* **Brief A**: Reproduce word for word the passage of the Wing Chun lineage discussion starting with "## geezer (Jul" and going on through "eventually die out.".

####################

Yeah. The story has it that Leung Jan taught his sons the private system and Chan Wa Shun used to spy on them, which LJ knew. So Leung Jan came up with a "modified" system that he taught while CWS was watching. CWS taught YM the modified system, but one day YM ran into the aging Leung Bik, who easily beat him up. He then taught YM the private system. YM taught all his students but William Cheung the public system, and only taught William Cheung the private system.

According to William Cheung, the differences (abridged) include neutral stance, central line, side neutral stance, footwork, height of tan and bon sau, wrist position in bon. etc.

The "modified" system sounds like a total straw man that no one teaches.

He's stuck to this story since the 1970s or earlier, and I think he sincerely believes the history part at least.

Sounds way too implausible for me, though my instructor was his direct student.


----------



## KPM (Jul 1, 2016)

I have never believed that story.  It has way too many holes in it!   In Ku Lo village Leung Jan taught Wong Wah Sam.  Wong Wah Sam taught Fung Chun.  So Fung Chun heard stories about Leung Jan from a direct student.   And Fung Chun lived into his 90's with a clear mind and only died a few years back.  So here was a grand-student of Leung Jan that could tell stories of what he did and what he knew.   And none of it was anything like what William Cheung claims.  And Fung Chun wasn't the only student of Wong Wah Sam.  Others were around in Ku Lo village to corroborate.  So the only person to do anything like what William Cheung considered the "private" version of Wing Chun was William Cheung himself. But there were several people around to show what Leung Jan taught Wong Wah Sam before his death.  And at that point there was no reason for him to keep anything a secret.


----------



## geezer (Jul 2, 2016)

Having two versions, i.e. the "public-private" thing is pretty wide spread in kung fu. Many teachers have been said to teach a watered down version, keeping something back for their closest disciples. Robert W. Smith pointed this out way back in 1974 in his book _Chinese Boxers,_ commenting on how excessive secrecy caused many systems to deteriorate and eventually die out.

I've seen this in the many cheesy books and posters of WC forms sold by my old Chinese sifu. They are full of intentional errors and omissions designed at "cleverly" misleading those outside the inner circle. A really bad idea IMO since sharp people from other WC lineages will spot these "errors" and mistakenly assume that his lineage is crap.

On the other hand, WC  "true believers" are always assuming such negative things about other lineages anyway, so maybe it doesn't matter. Still, I just don't think it's ethical to be d_eliberately_ selling false and misleading information. Another reason not to try learning from books and videos I guess. 

BTW William Cheung was not the first or only self-promoting sifu to reference _the Leung Bic story_ regarding what was "public and private" or "higher level and lower level" WC in the Yip Man lineage. Before William Cheung got a lot of publicity with his so called "traditional vs. Modified" WC in the 80's, my old sifu was claiming something very similar when he advertised himself as the "last closed door disciple" of GM Yip and maintained that his soft, "springy" approach to WC represented the final and most evolved stage of Yip Man's kung fu.

####################

* **Brief B**: Return every line of the entries below that contains the string "street", treating uppercase and lowercase as different.

####################

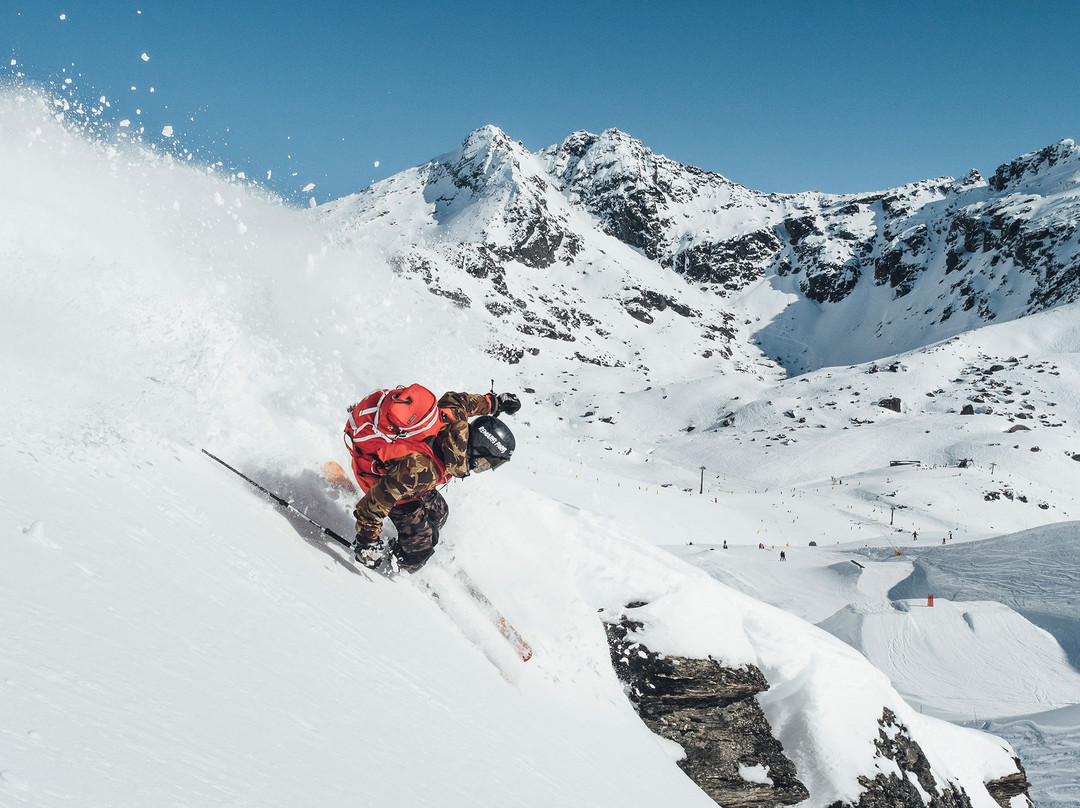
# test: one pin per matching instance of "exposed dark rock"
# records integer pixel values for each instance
(711, 712)
(1012, 785)
(890, 791)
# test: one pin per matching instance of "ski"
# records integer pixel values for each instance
(482, 602)
(505, 628)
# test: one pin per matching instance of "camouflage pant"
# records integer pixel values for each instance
(418, 524)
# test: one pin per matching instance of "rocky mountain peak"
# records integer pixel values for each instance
(486, 157)
(1061, 160)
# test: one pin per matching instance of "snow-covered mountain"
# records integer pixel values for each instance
(829, 279)
(171, 637)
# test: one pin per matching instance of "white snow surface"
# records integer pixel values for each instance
(169, 637)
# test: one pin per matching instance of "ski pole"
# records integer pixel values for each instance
(282, 501)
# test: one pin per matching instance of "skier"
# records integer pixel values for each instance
(404, 444)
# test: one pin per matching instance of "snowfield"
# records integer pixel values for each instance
(167, 636)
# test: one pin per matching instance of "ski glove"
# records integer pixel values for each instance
(507, 403)
(368, 552)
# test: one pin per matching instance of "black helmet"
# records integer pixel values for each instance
(490, 443)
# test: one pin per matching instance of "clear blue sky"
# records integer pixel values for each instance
(780, 96)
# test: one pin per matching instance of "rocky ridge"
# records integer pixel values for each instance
(526, 236)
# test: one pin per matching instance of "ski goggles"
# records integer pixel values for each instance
(481, 465)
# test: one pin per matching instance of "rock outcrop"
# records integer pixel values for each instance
(711, 712)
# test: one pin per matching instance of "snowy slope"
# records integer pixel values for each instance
(170, 637)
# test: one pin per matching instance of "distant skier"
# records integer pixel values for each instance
(404, 444)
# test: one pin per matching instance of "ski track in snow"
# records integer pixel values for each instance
(169, 637)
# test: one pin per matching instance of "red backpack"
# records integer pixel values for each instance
(390, 423)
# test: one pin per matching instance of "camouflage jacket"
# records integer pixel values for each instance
(414, 474)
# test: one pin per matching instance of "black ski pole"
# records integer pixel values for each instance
(282, 501)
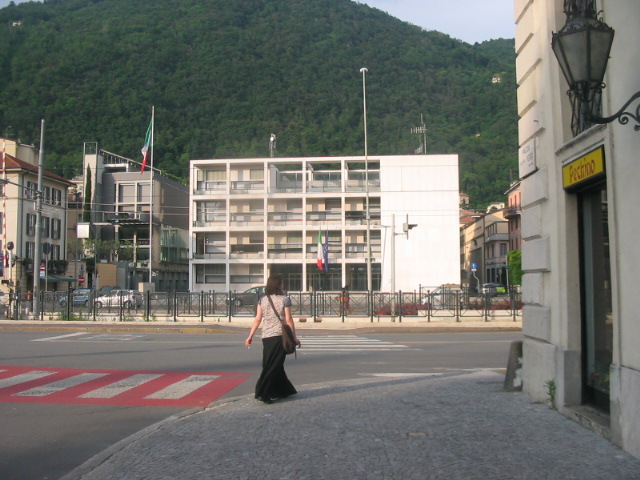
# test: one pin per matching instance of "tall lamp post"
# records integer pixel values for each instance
(364, 71)
(582, 48)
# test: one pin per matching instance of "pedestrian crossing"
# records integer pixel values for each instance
(318, 344)
(114, 387)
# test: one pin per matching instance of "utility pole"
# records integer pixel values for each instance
(364, 71)
(37, 255)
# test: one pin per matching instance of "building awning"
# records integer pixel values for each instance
(59, 278)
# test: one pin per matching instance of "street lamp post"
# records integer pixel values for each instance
(364, 71)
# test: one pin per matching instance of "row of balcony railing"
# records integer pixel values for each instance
(283, 219)
(283, 250)
(424, 305)
(312, 186)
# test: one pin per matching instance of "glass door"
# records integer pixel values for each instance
(597, 329)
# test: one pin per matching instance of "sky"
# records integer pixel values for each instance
(467, 20)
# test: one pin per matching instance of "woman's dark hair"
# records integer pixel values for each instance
(275, 285)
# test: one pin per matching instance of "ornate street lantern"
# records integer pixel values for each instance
(582, 48)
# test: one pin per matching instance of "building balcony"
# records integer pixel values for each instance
(326, 216)
(512, 211)
(247, 186)
(284, 218)
(128, 218)
(497, 237)
(287, 187)
(211, 222)
(284, 250)
(247, 251)
(244, 219)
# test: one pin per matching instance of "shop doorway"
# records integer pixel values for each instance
(597, 314)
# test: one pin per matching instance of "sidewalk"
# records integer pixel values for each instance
(460, 425)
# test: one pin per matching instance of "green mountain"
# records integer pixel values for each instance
(223, 75)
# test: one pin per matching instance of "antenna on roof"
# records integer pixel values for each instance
(422, 149)
(272, 145)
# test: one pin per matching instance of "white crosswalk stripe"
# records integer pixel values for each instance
(183, 387)
(115, 387)
(58, 386)
(121, 386)
(344, 344)
(22, 378)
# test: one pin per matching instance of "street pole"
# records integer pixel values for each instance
(364, 71)
(393, 264)
(38, 247)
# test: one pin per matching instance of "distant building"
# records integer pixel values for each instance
(254, 217)
(18, 221)
(580, 225)
(121, 208)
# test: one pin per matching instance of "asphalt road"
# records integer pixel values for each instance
(44, 440)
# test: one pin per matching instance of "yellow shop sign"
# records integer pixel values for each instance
(584, 169)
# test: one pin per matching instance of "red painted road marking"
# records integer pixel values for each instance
(115, 387)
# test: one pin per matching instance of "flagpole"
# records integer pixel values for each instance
(153, 111)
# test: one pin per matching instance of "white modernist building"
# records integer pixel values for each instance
(254, 217)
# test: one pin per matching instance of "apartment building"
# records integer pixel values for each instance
(145, 226)
(579, 181)
(483, 249)
(254, 217)
(18, 216)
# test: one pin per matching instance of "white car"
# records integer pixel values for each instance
(126, 298)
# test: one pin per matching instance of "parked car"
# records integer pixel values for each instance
(250, 296)
(79, 297)
(105, 290)
(493, 288)
(116, 298)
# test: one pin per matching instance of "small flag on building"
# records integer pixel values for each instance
(146, 149)
(320, 257)
(325, 251)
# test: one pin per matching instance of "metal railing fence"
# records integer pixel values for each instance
(424, 304)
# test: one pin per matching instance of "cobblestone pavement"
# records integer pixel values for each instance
(459, 425)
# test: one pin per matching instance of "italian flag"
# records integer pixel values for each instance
(146, 149)
(320, 260)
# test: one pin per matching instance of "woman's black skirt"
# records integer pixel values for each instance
(273, 382)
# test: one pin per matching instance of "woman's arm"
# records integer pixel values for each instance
(289, 321)
(254, 326)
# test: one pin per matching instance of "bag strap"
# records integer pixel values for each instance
(274, 309)
(278, 315)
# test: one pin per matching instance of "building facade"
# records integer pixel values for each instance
(18, 222)
(143, 229)
(255, 217)
(580, 227)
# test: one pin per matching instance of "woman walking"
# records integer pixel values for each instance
(273, 383)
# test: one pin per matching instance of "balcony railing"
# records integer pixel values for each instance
(512, 211)
(246, 186)
(252, 218)
(202, 188)
(327, 216)
(284, 218)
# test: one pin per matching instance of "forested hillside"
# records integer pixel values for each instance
(223, 75)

####################

* **Solution A**:
## geezer (Jul 2, 2016)

Having two versions, i.e. the "public-private" thing is pretty wide spread in kung fu. Many teachers have been said to teach a watered down version, keeping something back for their closest disciples. Robert W. Smith pointed this out way back in 1974 in his book _Chinese Boxers,_ commenting on how excessive secrecy caused many systems to deteriorate and eventually die out.

* **Solution B**:
# test: one pin per matching instance of "street lamp post"
# test: one pin per matching instance of "ornate street lantern"
# test: one pin per matching instance of "street pole"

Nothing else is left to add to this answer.